* Teks Sumber *
Thursday, 8 June 2017

Makassar Yang Selalu Kurindukan

Biasanya kalau saya bercerita tentang kampung halaman seringnya membuatku baper. Bagaimana tidak? Ini adalah tahun ke enam saya merantau jauh dari keluarga. Sejak mulai bekerja selepas kuliah awal 2011, saya sudah melanglang buana meninggalkan kampung halamanku. Yah..sekarang saya bekerja di pedalaman Sulawesi Utara setelah sebelumnya bekerja di pelosok Sulawesi Tenggara yang semuanya jauh dari keramaian dan hingar bingar kota. Sementara kampung halamanku sendiri di Makassar, kota Metropolitan terbesar kelima di Indonesia. Dan rumahku sendiri bermukim dipusat kota tersebut.

* Tujuan Tugas *
Menurut teks sumber, Makassar merupakan kota metropolitan terbesar ke berapa di Indonesia? Materi berikut tidak memiliki kaitan dengan teks sumber.

* Entri Data *
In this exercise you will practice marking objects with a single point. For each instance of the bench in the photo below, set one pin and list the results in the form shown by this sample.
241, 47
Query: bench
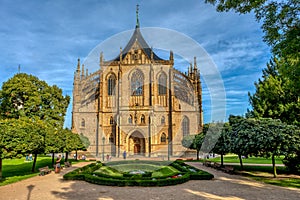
207, 163
228, 169
68, 164
44, 170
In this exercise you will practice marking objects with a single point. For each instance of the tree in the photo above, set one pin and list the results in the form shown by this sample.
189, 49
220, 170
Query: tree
275, 138
223, 144
242, 136
19, 137
26, 95
55, 141
272, 98
73, 143
212, 132
193, 142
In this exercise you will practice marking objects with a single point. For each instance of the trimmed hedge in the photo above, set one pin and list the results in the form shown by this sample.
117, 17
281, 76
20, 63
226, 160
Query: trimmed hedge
88, 174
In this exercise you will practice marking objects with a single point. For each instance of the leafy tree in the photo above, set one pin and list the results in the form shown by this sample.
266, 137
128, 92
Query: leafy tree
26, 95
212, 132
272, 97
19, 137
85, 140
242, 137
55, 141
73, 143
223, 144
193, 142
275, 138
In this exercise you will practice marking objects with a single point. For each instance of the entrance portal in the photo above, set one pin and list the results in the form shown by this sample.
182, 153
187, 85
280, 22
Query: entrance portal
136, 143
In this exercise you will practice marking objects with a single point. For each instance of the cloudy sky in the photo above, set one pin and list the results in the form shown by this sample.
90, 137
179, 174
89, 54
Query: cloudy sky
46, 38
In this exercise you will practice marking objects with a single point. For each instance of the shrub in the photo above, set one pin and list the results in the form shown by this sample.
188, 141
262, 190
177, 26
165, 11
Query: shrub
88, 174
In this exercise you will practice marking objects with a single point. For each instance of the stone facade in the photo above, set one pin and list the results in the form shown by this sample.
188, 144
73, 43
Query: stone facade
137, 103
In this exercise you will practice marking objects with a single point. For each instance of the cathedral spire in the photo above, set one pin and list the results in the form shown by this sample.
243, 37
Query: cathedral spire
137, 17
78, 65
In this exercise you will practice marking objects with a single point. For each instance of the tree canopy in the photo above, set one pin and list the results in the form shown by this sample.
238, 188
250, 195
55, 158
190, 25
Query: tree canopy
26, 95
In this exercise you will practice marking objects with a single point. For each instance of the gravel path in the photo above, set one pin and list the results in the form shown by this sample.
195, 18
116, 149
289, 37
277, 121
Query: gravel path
223, 186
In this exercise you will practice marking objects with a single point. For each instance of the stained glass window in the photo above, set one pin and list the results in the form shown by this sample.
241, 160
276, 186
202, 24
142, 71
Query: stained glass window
111, 84
162, 84
185, 125
137, 79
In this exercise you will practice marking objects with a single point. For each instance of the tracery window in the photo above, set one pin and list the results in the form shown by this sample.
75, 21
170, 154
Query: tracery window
163, 138
111, 84
185, 126
82, 123
143, 119
111, 139
111, 120
162, 84
163, 120
137, 83
130, 119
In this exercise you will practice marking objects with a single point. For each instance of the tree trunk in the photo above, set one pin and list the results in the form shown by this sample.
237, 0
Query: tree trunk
274, 167
52, 159
67, 156
241, 162
34, 162
0, 168
222, 162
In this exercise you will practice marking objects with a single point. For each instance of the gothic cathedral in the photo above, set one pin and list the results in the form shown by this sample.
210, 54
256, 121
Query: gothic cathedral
137, 102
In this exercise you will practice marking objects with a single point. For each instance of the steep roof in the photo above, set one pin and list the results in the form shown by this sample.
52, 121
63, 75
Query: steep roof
137, 36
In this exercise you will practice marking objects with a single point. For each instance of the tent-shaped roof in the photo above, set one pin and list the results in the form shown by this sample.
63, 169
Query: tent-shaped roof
137, 36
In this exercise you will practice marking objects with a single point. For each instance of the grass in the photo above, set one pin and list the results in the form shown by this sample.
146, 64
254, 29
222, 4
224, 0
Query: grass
265, 174
14, 170
250, 160
129, 167
165, 171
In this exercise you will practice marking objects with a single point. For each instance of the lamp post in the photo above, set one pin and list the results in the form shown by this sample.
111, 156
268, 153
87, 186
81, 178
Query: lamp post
103, 140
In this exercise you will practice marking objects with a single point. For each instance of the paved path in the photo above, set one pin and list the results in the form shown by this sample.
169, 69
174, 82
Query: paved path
223, 186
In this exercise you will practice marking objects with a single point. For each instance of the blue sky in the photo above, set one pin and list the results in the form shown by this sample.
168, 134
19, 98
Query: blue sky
46, 38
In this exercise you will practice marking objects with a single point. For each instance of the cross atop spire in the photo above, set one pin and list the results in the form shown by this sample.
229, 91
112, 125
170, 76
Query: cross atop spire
137, 17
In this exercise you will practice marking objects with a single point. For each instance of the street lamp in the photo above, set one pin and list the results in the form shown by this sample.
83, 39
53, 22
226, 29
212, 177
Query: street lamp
103, 140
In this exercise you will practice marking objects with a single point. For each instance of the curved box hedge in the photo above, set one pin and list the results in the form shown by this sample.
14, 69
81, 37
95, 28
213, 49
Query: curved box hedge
88, 174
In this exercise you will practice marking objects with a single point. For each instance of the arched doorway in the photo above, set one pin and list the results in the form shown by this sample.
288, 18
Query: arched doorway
136, 143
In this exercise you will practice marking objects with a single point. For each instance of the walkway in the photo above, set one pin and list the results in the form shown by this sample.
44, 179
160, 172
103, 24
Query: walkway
223, 186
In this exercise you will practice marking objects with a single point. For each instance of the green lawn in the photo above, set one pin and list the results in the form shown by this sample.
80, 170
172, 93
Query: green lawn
157, 168
129, 167
14, 170
252, 160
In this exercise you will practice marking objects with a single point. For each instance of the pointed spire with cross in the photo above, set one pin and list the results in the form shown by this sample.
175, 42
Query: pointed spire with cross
137, 17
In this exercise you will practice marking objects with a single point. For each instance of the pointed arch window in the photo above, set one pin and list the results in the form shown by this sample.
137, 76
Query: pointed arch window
137, 79
82, 123
162, 84
111, 84
143, 119
111, 139
163, 138
111, 120
185, 126
162, 120
130, 119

* Jawaban Tertulis *
Makassar merupakan kota metropolitan terbesar kelima di Indonesia.